Exercise requirements:
1) Print the passage from the article on Salesforce's AI trust layer that begins at the words "Salesforce aims to" and ends after the words "enterprise use cases.". Copy it word for word.
2) In the article on Salesforce's AI trust layer, what position does Adam Caplan hold?
3) The article on Salesforce's AI trust layer says executives and IT managers still have concerns about the technology. List every concern it names.

How Salesforce plans to bring trust to generative AI systems for business
The cloud-based artificial intelligence platform could set an example for implementing safe and private generative AI systems for enterprises.
The generative artificial Intelligence revolution has created a paradigm shift in business, helping companies move past conventional barriers to a world of new possibilities. While experts believe new large language models have immense potential, many executives and IT managers are still concerned about the technology’s viability, implementation challenges, security risks, and privacy dangers.
Adam Caplan, a Senior Vice President of Salesforce AI, believes these concerns are addressed in the new Salesforce “AI trust layer,” a cloud-based artificial intelligence platform for business. The AI team follows a strict protocol to ensure the complete confidentiality of all data that comes in, said Caplan in an interview with ZDNet. Unlike datasets trained on a corpus of internet data, “we adopted robust measures to mitigate errors, inaccuracies, and toxicity in the data,” he said.
The proprietary model uses ‘Prompt Templates’ to provide specific instructions for the AI, creating a more contextualized response. This enhances the model’s effectiveness and frees employees from fiddling with the AI to achieve quality results. “Because the AI is tuned for each customer and behind a security layer, employees can focus on work,” Kaplan said.
Salesforce aims to integrate the significant benefits of AI in enterprises and simultaneously tackle the inherent challenges. By creating an open ecosystem approach, the company plans to partner with various large language model providers to cater to diverse enterprise use cases.
As businesses adopt AI, they must also ensure they build and maintain digital customer trust. A survey by McKinsey revealed that consumer faith in cybersecurity, data privacy, and responsible AI could promote business growth. Consumers value clarity about how their data is used, and many would consider switching brands if a company's data practices are unclear. Many consumers will only buy from companies known for protecting consumer data, and a substantial proportion would stop doing business with a company if they learned it was not protecting its customers’ data.

Source data:
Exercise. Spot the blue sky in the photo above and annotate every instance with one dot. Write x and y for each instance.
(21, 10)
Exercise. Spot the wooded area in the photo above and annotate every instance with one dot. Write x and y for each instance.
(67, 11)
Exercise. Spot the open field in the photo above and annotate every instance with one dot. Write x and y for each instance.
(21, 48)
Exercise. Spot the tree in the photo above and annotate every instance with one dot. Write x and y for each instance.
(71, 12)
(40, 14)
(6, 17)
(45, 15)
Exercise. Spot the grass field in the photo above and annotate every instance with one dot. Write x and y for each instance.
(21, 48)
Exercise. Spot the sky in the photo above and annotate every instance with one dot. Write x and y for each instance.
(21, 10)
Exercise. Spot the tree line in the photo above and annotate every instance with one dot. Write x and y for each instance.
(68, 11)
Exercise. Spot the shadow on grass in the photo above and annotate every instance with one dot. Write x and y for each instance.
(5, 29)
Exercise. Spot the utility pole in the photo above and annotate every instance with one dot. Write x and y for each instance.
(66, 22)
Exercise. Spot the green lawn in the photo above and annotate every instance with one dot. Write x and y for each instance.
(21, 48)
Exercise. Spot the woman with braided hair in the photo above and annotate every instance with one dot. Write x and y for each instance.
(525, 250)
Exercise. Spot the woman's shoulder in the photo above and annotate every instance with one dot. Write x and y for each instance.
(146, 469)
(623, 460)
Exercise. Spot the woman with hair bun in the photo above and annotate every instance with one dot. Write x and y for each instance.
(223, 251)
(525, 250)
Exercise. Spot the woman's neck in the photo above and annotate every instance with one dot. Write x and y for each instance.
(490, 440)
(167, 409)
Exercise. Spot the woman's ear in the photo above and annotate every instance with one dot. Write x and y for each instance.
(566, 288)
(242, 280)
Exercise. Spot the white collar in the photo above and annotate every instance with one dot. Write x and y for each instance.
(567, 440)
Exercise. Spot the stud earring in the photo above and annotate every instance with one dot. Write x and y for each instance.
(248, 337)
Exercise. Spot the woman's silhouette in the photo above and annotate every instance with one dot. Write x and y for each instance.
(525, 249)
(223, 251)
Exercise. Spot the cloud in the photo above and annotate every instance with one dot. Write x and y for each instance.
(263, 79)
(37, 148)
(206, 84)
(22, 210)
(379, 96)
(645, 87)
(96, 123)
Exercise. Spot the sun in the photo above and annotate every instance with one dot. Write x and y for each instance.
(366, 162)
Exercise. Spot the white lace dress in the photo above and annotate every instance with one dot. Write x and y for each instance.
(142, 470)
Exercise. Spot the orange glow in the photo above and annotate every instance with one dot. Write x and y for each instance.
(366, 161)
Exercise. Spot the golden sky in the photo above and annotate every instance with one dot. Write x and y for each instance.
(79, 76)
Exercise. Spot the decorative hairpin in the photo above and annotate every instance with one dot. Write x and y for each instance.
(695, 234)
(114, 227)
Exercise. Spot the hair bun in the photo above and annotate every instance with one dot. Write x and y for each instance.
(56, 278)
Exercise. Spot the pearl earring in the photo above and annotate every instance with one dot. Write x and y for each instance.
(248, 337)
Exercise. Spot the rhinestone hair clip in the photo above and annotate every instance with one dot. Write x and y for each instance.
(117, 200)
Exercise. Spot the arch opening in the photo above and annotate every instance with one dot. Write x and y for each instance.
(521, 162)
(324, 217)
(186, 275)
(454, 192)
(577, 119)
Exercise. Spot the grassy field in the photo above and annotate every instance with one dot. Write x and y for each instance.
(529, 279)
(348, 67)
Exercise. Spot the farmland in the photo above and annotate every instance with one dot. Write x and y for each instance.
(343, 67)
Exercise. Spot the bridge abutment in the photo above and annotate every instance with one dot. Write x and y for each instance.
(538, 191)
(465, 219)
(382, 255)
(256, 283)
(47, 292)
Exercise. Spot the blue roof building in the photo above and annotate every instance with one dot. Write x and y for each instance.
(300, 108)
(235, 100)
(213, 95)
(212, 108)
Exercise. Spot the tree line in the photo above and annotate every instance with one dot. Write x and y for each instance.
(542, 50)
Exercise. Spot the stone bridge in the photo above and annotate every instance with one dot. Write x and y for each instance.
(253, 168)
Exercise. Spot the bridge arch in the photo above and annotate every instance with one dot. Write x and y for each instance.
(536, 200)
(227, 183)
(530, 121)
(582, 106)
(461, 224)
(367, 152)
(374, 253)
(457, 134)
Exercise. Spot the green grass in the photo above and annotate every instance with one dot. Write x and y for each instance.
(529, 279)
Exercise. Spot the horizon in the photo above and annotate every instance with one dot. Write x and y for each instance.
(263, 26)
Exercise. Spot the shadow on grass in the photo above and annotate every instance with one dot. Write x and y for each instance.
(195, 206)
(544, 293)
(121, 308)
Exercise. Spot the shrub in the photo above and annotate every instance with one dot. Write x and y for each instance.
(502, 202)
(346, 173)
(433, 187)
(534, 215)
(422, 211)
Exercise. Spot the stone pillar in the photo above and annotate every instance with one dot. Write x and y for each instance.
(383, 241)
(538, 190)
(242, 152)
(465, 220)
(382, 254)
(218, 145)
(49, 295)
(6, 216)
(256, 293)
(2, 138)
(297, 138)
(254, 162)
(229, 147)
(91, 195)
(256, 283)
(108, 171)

Solutions to the tasks:
1)
Salesforce aims to integrate the significant benefits of AI in enterprises and simultaneously tackle the inherent challenges. By creating an open ecosystem approach, the company plans to partner with various large language model providers to cater to diverse enterprise use cases.

2) Senior Vice President of Salesforce AI

3)
- the technology's viability
- implementation challenges
- security risks
- privacy dangers